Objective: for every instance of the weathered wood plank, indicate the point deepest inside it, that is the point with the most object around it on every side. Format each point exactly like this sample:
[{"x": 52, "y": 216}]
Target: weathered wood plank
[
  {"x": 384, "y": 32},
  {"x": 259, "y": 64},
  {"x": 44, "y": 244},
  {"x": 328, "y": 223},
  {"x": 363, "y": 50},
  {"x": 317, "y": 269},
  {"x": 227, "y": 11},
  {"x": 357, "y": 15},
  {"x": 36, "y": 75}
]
* * * * * * * * *
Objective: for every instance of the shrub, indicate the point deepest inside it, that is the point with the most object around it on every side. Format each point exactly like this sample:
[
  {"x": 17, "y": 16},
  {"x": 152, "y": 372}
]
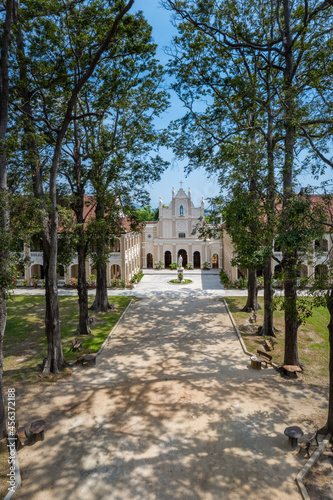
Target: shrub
* * * * * * * * *
### [TASK TO CARRY OUT]
Locate the lines above that contain "inside" and copy them.

### [ANSWER FOR THE TASK]
Objective: for every instance of the weathered wood plank, indicate the point deepest inside it, that is the point with the most object around it on every side. Format each point exactly like this sample:
Objective: for every instance of the shrub, indicate the point deepest inside it, that is the point with the most object around it on every side. Format each point exactly like this sample:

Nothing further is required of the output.